Data listing:
• • • • • • •

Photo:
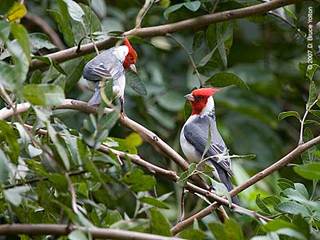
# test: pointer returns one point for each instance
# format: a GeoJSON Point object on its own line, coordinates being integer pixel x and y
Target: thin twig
{"type": "Point", "coordinates": [162, 30]}
{"type": "Point", "coordinates": [73, 194]}
{"type": "Point", "coordinates": [308, 108]}
{"type": "Point", "coordinates": [143, 11]}
{"type": "Point", "coordinates": [254, 179]}
{"type": "Point", "coordinates": [63, 230]}
{"type": "Point", "coordinates": [189, 56]}
{"type": "Point", "coordinates": [146, 134]}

• • • • • • •

Written request: Can you gather every line of the data above that contains the string "test"?

Reply to the exercise:
# test: pointer returns one point for each instance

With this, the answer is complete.